Prompt 1:
According to the column on Bishop Robert Gruss, for which diocese is he being ordained bishop?
Prompt 2:
Condense the paragraph of the column on Bishop Robert Gruss that begins "Collectively, these reflections" into a shorter version that keeps its main facts.
Prompt 3:
Reproduce word for word everything in the column on Bishop Robert Gruss from "Today one of" down to "especially his prayerfulness.".

##### Selected extract

Persons, places and things: Farewell, Godspeed, Bishop Bob Gruss!


By Barb Arland-Fye

 Today one of our own diocesan priests, Robert Gruss, will be ordained bishop for the Diocese of Rapid City, S.D. In planning a special edition — scheduled for Aug. 4 — to celebrate his new ministry and bid him farewell, we asked readers to share memories of how Bishop Gruss touched their lives.

Collectively, these reflections capture the essence of a man deeply in love with God and committed to serving God’s people no matter what sacrifices might be required. Whether he was ministering as pastor, vocations director or guiding seminarians at the Pontifical North American College in Rome, Bishop Gruss was present to his flock. Time and again, parishioners mentioned his hospitality, compassion, and sense of humor, listening skills, spirituality, and especially his prayerfulness.

##########
##### Extracted entries

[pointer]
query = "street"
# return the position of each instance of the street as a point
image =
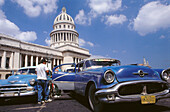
(76, 103)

##########

Task answer 1:
The Diocese of Rapid City, S.D.

Task answer 2:
Readers' reflections depict Bishop Gruss as a man deeply in love with God and committed to serving God's people whatever the sacrifice. As pastor, vocations director and guide to seminarians at the Pontifical North American College in Rome, he was present to his flock. Parishioners repeatedly cited his hospitality, compassion, humor, listening skills, spirituality and, above all, his prayerfulness.

Task answer 3:
Today one of our own diocesan priests, Robert Gruss, will be ordained bishop for the Diocese of Rapid City, S.D. In planning a special edition — scheduled for Aug. 4 — to celebrate his new ministry and bid him farewell, we asked readers to share memories of how Bishop Gruss touched their lives.

Collectively, these reflections capture the essence of a man deeply in love with God and committed to serving God’s people no matter what sacrifices might be required. Whether he was ministering as pastor, vocations director or guiding seminarians at the Pontifical North American College in Rome, Bishop Gruss was present to his flock. Time and again, parishioners mentioned his hospitality, compassion, and sense of humor, listening skills, spirituality, and especially his prayerfulness.